■ Stated exercise
Repeat the material exactly, leaving nothing out.

■ Supplied data
________

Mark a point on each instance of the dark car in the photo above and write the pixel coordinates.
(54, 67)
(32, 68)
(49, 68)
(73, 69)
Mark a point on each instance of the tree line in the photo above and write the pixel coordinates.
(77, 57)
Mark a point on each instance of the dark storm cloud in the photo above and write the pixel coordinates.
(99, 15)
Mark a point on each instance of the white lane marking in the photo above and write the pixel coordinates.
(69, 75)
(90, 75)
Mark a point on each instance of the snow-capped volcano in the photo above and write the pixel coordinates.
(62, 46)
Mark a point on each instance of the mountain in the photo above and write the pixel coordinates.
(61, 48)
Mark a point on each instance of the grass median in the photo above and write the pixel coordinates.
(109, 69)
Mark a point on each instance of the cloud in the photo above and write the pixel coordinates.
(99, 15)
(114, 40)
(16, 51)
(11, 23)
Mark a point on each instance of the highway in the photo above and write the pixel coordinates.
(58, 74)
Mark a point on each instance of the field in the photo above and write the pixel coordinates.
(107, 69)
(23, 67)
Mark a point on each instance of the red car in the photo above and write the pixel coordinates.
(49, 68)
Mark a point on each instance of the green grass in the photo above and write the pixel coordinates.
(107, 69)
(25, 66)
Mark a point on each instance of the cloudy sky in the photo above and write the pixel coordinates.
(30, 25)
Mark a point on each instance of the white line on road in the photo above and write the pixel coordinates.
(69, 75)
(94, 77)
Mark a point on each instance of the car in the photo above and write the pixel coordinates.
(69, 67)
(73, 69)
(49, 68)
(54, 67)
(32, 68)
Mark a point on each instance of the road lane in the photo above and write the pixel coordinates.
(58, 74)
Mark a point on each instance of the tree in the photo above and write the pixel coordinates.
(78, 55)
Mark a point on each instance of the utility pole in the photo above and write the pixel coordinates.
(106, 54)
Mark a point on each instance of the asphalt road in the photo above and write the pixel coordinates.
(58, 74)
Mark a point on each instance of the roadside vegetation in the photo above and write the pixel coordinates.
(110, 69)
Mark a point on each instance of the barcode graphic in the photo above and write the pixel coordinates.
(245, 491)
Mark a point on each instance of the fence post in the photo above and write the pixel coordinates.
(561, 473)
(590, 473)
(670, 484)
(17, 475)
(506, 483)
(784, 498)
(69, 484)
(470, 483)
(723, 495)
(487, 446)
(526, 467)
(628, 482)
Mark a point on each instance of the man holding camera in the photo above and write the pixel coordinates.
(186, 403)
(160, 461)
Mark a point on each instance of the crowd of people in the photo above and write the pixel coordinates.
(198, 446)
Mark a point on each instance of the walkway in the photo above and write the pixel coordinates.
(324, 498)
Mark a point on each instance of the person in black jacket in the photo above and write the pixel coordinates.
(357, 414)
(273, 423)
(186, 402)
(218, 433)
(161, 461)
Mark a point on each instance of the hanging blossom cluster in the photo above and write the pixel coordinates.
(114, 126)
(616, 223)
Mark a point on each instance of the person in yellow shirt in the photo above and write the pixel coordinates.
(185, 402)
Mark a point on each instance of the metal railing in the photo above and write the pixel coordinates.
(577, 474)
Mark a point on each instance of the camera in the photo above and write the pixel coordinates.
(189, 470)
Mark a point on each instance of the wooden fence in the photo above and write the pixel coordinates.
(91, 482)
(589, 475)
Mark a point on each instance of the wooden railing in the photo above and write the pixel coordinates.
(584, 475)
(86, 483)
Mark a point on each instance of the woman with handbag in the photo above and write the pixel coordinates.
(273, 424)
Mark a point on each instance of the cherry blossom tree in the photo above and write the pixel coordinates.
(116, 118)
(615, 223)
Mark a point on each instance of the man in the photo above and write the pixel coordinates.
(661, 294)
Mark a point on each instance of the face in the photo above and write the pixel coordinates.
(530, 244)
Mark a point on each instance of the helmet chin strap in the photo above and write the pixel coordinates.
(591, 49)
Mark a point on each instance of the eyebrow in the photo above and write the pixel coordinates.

________

■ Solution to the exercise
Mark a point on each instance of the dark car in the photo above and write the pixel coordinates.
(54, 67)
(32, 68)
(49, 68)
(73, 69)
Mark a point on each instance of the tree line in the photo above and write the pixel coordinates.
(77, 57)
Mark a point on each instance of the dark storm cloud in the photo above and write the pixel coordinates.
(99, 15)
Mark a point on each instance of the white lane marking in the photo above and write the pixel coordinates.
(69, 75)
(90, 75)
Mark a point on each instance of the snow-capped volcano in the photo above and write the pixel coordinates.
(62, 46)
Mark a point on each instance of the mountain in the photo above and write the pixel coordinates.
(61, 48)
Mark a point on each instance of the grass median in the photo above and write the pixel coordinates.
(109, 69)
Mark a point on each instance of the cloud in the photo above and write the pixel coordinates.
(99, 15)
(114, 40)
(16, 51)
(11, 23)
Mark a point on each instance of the highway in the photo above and write the pixel coordinates.
(58, 74)
Mark a point on each instance of the field in the photo above and write the pixel coordinates.
(107, 69)
(23, 67)
Mark a point on each instance of the red car in the photo above and write the pixel coordinates.
(49, 68)
Mark a point on each instance of the green grass in the photo above and write the pixel coordinates.
(107, 69)
(25, 66)
Mark a point on each instance of the cloudy sky in the photo above and write the pixel coordinates.
(30, 25)
Mark a point on each instance of the white line on road in the photo above and write the pixel coordinates.
(69, 75)
(94, 77)
Mark a point on each instance of the car in the photo above and write the pixel coordinates.
(69, 67)
(73, 69)
(49, 68)
(54, 67)
(32, 68)
Mark a point on each instance of the road lane in the photo above and write the pixel coordinates.
(58, 74)
Mark a point on each instance of the tree in the photo above and write the pixel coordinates.
(78, 55)
Mark a point on each instance of the utility pole in the photo above and write the pixel coordinates.
(106, 54)
Mark a point on each instance of the asphalt road in the photo above and write the pixel coordinates.
(58, 74)
Mark a point on each instance of the roadside vegetation in the photo above and write the pixel coordinates.
(110, 69)
Mark a point on each instance of the barcode graphic in the photo above and write the pixel coordinates.
(245, 491)
Mark a point on each instance of the fence post in the photo above and write the pixel coordinates.
(561, 473)
(590, 473)
(670, 484)
(17, 475)
(506, 483)
(784, 498)
(69, 484)
(470, 483)
(723, 495)
(487, 446)
(526, 467)
(628, 482)
Mark a point on each instance of the man holding camera in the photo above and write the pixel coordinates.
(186, 403)
(160, 461)
Mark a point on each instance of the crowd of people in the photo above and write the pixel coordinates.
(198, 446)
Mark a point on each instance of the walkway in the photo above and write the pixel coordinates.
(324, 498)
Mark a point on each instance of the person in black jacket in the photo above and write the pixel coordinates.
(357, 414)
(273, 423)
(186, 402)
(218, 433)
(161, 461)
Mark a point on each instance of the hanging blossom cluster in the photo above and write the pixel coordinates.
(114, 126)
(616, 223)
Mark a point on each instance of the person in yellow shirt in the photo above and write the pixel coordinates.
(185, 402)
Mark a point on each instance of the metal railing in the photo above and write the pixel coordinates.
(577, 474)
Mark a point on each instance of the camera in the photo above and write the pixel coordinates.
(189, 470)
Mark a point on each instance of the wooden fence in the photo above and write the pixel coordinates.
(91, 482)
(589, 475)
Mark a point on each instance of the wooden railing in the photo above and write the pixel coordinates.
(584, 475)
(86, 483)
Mark a point on each instance of the woman with handbag in the photo above and write the pixel coordinates.
(273, 424)
Mark a point on each instance of the cherry blossom tree in the photo above and write the pixel coordinates.
(116, 118)
(615, 223)
Mark a point on each instance of the man in the photo above and write the pixel coordinates.
(661, 294)
Mark a point on each instance of the face in the photo above and write the pixel coordinates.
(530, 244)
Mark a point on each instance of the helmet chin strap in the photo above and write the pixel coordinates.
(591, 49)
Mark a point on each instance of the eyebrow in the photo above and write the pixel coordinates.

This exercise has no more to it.